Task directions —
Copy each of the rows below word for word.

Available data —

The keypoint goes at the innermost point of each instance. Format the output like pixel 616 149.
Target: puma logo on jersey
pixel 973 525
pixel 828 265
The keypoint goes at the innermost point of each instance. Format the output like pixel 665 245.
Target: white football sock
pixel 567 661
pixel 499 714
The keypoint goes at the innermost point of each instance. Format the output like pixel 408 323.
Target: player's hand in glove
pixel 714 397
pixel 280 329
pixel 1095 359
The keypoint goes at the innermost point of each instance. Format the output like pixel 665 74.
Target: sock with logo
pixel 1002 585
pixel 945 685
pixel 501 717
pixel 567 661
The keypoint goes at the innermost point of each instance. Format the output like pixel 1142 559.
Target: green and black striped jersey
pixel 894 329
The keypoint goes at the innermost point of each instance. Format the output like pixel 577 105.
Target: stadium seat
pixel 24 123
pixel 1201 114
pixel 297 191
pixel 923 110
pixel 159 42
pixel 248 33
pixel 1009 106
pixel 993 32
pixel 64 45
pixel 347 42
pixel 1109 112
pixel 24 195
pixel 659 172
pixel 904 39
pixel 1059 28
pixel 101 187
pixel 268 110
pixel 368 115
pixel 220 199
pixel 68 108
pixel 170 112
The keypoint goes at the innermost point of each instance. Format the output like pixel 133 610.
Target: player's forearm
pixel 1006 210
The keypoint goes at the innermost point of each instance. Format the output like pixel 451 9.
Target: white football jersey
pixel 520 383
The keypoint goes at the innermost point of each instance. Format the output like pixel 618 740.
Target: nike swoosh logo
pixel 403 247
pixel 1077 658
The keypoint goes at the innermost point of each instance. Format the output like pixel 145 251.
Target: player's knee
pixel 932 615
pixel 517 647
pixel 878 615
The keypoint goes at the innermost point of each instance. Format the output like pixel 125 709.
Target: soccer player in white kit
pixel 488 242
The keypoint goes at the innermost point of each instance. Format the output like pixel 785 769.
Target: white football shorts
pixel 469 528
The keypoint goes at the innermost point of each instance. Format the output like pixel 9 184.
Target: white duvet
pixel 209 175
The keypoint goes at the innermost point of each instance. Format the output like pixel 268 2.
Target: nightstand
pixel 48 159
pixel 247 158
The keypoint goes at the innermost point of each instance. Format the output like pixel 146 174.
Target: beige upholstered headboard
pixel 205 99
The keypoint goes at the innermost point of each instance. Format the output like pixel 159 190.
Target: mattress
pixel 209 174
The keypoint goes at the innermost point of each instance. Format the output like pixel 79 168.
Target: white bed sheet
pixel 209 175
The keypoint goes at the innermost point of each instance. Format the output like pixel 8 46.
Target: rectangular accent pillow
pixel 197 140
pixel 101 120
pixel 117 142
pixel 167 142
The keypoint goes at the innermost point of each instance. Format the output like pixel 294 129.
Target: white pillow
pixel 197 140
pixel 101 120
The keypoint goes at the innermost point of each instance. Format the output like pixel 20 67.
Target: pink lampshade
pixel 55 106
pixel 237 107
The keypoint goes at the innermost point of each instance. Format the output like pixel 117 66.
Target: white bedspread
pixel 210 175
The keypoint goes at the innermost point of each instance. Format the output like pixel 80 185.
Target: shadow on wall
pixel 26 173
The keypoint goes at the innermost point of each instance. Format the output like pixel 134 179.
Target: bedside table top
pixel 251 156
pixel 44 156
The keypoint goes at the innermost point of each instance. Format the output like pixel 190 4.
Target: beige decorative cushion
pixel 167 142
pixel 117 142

Finished answer —
The keypoint goes at the innermost point of each instance. Format the output like pixel 616 149.
Target: puma logo on jersey
pixel 973 525
pixel 828 265
The keypoint goes at the innermost point of each instance. Format the output like pixel 665 245.
Target: white football sock
pixel 567 661
pixel 499 714
The keypoint goes at the innermost point of each instance. Format the output like pixel 408 323.
Target: player's hand in glove
pixel 714 397
pixel 280 329
pixel 1095 359
The keypoint goes at the innermost point of each instance. Format the output like pixel 665 74.
Target: sock with logo
pixel 1002 585
pixel 945 685
pixel 501 717
pixel 567 661
The keypoint goes at the innermost point of each instance. Format the output like pixel 1142 559.
Target: green and black striped jersey
pixel 894 329
The keypoint goes at the innermost point of each instance. Format the output like pixel 577 105.
Target: stadium seat
pixel 24 123
pixel 1201 114
pixel 297 191
pixel 923 110
pixel 159 42
pixel 248 33
pixel 1009 106
pixel 993 32
pixel 64 45
pixel 347 42
pixel 1109 112
pixel 24 195
pixel 659 172
pixel 904 39
pixel 1059 28
pixel 101 187
pixel 268 110
pixel 368 115
pixel 220 199
pixel 68 108
pixel 170 112
The keypoint goes at the innermost point of each instance. Format the output like pixel 133 610.
Target: player's forearm
pixel 1006 210
The keypoint goes at the innermost point of each instance. Format the output like pixel 451 9.
Target: white football jersey
pixel 520 383
The keypoint goes at the innermost point of each instance. Format the output like pixel 618 740.
Target: nike swoosh logo
pixel 403 247
pixel 1077 658
The keypoint goes at the innermost point of each instance. Format the output like pixel 145 251.
Target: player's knee
pixel 932 615
pixel 517 647
pixel 878 615
The keypoint goes at the innermost point of each instance. Format the output like pixel 125 709.
Target: soccer player in white kit
pixel 488 242
The keypoint goes at the innermost point of each instance. Format the output like pixel 785 769.
Target: white football shorts
pixel 469 528
The keypoint goes at the innermost point of each instance. Format the output like pixel 9 184.
Target: white duvet
pixel 209 175
The keypoint goes at the innermost point of each instance. Format the output like pixel 268 2.
Target: nightstand
pixel 48 159
pixel 247 158
The keypoint goes at the innermost point of each instance. Format the output like pixel 146 174.
Target: beige upholstered headboard
pixel 205 99
The keypoint goes at the innermost point of each instance. Format the output like pixel 159 190.
Target: mattress
pixel 209 174
The keypoint goes at the innermost point of each instance. Format the output like pixel 79 168.
Target: white bed sheet
pixel 209 175
The keypoint goes at the innermost point of each instance. Format the output like pixel 8 46.
Target: rectangular accent pillow
pixel 197 140
pixel 101 120
pixel 117 142
pixel 167 142
The keypoint goes at the innermost point of each instance. Format the output like pixel 294 129.
Target: white pillow
pixel 197 140
pixel 101 120
The keypoint goes at the innermost point of each instance. Format the output like pixel 20 67.
Target: pink lampshade
pixel 55 106
pixel 237 107
The keypoint goes at the innermost point of each instance. Format the output like pixel 117 66.
Target: white bedspread
pixel 210 175
The keypoint goes at the innermost point of each instance. Format the output like pixel 80 185.
Target: shadow on wall
pixel 26 173
The keypoint goes at the innermost point of each instance. Format the output like pixel 134 179.
Target: bedside table top
pixel 251 156
pixel 44 156
The keypoint goes at the innermost point of each instance. Format the output like pixel 190 4.
Target: beige decorative cushion
pixel 167 142
pixel 117 142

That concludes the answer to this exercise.